Segmentation dataset excerpts:
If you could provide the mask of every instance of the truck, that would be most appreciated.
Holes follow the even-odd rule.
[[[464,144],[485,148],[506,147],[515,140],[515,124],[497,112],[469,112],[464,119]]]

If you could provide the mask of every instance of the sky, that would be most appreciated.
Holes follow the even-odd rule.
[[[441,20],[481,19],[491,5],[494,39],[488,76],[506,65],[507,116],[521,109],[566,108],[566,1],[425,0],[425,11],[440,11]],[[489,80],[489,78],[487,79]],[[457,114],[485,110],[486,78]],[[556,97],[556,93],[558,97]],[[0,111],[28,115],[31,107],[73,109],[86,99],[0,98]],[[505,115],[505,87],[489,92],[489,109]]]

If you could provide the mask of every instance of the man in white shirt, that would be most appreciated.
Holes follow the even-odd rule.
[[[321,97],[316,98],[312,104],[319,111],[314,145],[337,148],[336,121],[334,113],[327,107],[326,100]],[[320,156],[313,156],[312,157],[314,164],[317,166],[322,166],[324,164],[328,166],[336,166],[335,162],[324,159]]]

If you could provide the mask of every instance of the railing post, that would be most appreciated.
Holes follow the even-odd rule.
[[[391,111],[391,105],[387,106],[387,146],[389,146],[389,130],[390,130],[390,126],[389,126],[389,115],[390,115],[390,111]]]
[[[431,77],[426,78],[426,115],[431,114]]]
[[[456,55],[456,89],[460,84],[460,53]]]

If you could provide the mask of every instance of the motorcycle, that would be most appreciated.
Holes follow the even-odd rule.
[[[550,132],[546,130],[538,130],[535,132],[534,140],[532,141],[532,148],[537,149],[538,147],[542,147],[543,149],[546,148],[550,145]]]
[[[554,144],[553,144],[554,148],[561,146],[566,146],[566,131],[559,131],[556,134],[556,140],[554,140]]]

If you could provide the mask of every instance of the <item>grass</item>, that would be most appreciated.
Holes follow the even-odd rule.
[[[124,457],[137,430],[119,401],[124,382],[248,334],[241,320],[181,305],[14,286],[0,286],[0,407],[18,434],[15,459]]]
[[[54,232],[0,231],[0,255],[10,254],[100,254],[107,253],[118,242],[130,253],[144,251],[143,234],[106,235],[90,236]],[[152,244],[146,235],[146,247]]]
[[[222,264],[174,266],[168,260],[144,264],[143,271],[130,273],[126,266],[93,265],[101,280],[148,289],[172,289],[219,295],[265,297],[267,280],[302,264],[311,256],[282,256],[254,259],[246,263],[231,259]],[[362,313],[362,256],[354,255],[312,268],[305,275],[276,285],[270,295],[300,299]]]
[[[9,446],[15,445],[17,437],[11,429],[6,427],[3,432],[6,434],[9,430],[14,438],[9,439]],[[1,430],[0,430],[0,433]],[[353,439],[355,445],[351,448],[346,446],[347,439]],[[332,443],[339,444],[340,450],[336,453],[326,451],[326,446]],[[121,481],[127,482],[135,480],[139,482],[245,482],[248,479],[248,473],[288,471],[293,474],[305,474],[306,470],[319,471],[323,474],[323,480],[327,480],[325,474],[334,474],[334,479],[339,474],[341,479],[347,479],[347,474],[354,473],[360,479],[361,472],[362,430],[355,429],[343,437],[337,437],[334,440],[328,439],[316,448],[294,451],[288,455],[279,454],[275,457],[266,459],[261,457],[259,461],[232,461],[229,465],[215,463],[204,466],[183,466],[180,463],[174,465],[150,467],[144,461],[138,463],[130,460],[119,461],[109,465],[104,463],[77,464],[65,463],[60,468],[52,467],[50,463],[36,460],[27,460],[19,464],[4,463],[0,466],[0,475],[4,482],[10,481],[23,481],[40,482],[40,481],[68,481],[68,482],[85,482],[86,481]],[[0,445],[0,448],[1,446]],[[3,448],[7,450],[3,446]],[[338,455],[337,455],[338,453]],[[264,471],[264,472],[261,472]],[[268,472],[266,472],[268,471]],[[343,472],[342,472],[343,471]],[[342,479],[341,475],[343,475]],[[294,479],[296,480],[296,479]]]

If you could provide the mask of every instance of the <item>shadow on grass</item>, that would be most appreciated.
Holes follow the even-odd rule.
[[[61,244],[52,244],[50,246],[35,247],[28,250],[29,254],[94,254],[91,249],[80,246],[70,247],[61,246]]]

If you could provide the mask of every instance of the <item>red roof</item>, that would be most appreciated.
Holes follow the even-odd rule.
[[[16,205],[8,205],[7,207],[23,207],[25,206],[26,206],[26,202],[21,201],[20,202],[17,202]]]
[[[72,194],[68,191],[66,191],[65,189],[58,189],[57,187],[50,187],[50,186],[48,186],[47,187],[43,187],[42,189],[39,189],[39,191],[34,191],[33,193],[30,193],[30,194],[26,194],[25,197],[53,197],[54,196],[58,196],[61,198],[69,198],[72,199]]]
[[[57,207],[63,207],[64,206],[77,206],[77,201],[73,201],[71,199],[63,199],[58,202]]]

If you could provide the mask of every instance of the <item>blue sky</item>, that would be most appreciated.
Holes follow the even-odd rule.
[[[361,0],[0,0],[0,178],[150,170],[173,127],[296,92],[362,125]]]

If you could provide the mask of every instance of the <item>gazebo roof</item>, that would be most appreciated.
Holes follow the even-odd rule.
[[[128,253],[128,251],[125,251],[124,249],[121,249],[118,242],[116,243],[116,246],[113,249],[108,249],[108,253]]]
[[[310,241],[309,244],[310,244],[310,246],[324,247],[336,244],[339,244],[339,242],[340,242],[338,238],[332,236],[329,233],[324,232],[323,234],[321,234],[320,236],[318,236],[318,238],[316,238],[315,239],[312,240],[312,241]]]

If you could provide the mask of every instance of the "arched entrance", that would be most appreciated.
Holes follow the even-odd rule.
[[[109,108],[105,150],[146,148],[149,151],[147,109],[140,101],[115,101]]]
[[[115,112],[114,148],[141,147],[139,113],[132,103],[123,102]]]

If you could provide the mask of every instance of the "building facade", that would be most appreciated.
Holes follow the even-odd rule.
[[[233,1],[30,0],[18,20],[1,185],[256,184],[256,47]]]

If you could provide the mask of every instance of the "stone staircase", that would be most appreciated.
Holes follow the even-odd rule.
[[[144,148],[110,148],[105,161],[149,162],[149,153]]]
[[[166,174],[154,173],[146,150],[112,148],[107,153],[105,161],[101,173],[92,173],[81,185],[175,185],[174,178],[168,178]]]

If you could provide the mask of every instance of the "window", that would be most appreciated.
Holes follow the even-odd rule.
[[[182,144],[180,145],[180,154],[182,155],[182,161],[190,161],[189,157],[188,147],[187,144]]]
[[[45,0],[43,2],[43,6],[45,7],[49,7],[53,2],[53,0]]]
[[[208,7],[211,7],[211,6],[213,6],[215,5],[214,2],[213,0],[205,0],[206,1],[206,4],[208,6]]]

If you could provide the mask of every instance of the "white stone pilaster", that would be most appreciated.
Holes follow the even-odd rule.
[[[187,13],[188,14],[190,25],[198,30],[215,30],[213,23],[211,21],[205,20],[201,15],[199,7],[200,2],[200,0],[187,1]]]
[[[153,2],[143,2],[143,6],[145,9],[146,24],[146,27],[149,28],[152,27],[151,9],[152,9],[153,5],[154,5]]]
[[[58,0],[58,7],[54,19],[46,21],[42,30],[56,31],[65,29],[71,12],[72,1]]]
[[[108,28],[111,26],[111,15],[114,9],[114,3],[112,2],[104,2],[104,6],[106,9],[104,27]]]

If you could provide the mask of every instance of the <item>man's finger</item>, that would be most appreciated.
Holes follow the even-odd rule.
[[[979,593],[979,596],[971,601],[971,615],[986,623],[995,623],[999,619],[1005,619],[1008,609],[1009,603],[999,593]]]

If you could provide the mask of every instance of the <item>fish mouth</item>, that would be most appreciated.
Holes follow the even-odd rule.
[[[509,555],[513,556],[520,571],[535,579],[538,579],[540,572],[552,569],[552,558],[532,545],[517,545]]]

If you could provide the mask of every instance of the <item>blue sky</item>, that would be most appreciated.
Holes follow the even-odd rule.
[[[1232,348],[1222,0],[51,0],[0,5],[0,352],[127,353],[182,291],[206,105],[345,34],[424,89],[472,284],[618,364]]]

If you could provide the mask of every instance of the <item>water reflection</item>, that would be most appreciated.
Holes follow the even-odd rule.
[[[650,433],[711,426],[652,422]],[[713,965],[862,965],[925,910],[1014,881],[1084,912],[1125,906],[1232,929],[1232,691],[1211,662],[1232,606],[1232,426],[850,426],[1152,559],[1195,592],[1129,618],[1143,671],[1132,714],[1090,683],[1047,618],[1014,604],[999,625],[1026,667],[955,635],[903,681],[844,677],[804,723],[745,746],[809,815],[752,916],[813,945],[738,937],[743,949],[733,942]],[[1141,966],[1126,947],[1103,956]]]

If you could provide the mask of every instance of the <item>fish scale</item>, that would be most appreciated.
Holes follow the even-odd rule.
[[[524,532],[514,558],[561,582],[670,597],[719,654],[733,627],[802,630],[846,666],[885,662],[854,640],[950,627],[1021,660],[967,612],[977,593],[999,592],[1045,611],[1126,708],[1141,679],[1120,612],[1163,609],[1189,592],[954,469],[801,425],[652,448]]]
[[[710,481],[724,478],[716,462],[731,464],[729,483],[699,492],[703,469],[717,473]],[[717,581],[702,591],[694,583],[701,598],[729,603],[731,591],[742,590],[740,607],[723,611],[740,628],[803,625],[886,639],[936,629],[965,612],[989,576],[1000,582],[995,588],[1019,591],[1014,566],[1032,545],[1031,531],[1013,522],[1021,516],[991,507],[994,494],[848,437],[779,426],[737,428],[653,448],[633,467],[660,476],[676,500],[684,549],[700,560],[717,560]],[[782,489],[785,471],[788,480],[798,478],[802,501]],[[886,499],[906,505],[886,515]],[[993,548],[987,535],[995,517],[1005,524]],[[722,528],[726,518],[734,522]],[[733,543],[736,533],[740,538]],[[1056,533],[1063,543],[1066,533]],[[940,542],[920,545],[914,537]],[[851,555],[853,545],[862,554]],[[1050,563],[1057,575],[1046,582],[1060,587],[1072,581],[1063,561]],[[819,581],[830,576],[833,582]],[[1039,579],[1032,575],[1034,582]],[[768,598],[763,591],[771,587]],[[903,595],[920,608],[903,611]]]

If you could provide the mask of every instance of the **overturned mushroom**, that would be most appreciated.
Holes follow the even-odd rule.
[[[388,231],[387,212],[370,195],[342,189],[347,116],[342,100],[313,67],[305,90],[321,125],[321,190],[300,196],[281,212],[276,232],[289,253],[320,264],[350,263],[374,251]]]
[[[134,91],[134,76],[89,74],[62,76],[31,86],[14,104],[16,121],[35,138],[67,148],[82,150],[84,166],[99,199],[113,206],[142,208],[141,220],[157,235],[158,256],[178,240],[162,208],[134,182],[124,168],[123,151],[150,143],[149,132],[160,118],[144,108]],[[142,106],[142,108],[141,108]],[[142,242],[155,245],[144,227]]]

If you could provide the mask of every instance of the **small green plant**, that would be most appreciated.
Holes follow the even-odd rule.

> Direction
Quote only the lines from the line containing "mushroom**, that would be most appreciated." through the end of the entries, keeping the first and the last.

> Correct response
If you could provide the mask of every instance of the **overturned mushroom**, that would be most appreciated.
Holes follow the even-odd rule.
[[[388,231],[387,212],[370,195],[342,189],[347,116],[342,100],[313,67],[305,90],[321,125],[321,190],[300,196],[281,212],[276,232],[289,253],[320,264],[350,263],[374,251]]]
[[[134,91],[134,76],[89,74],[62,76],[31,86],[14,104],[16,121],[35,138],[67,148],[82,150],[84,166],[99,199],[113,206],[142,208],[141,220],[157,235],[158,256],[178,240],[162,208],[134,182],[124,168],[123,151],[150,143],[149,132],[160,118],[144,108]],[[142,106],[142,108],[141,108]],[[142,242],[155,245],[144,227]]]

If you could provide the mask of every instance of the **small green plant**, that would be most appreciated.
Holes follow the even-odd rule.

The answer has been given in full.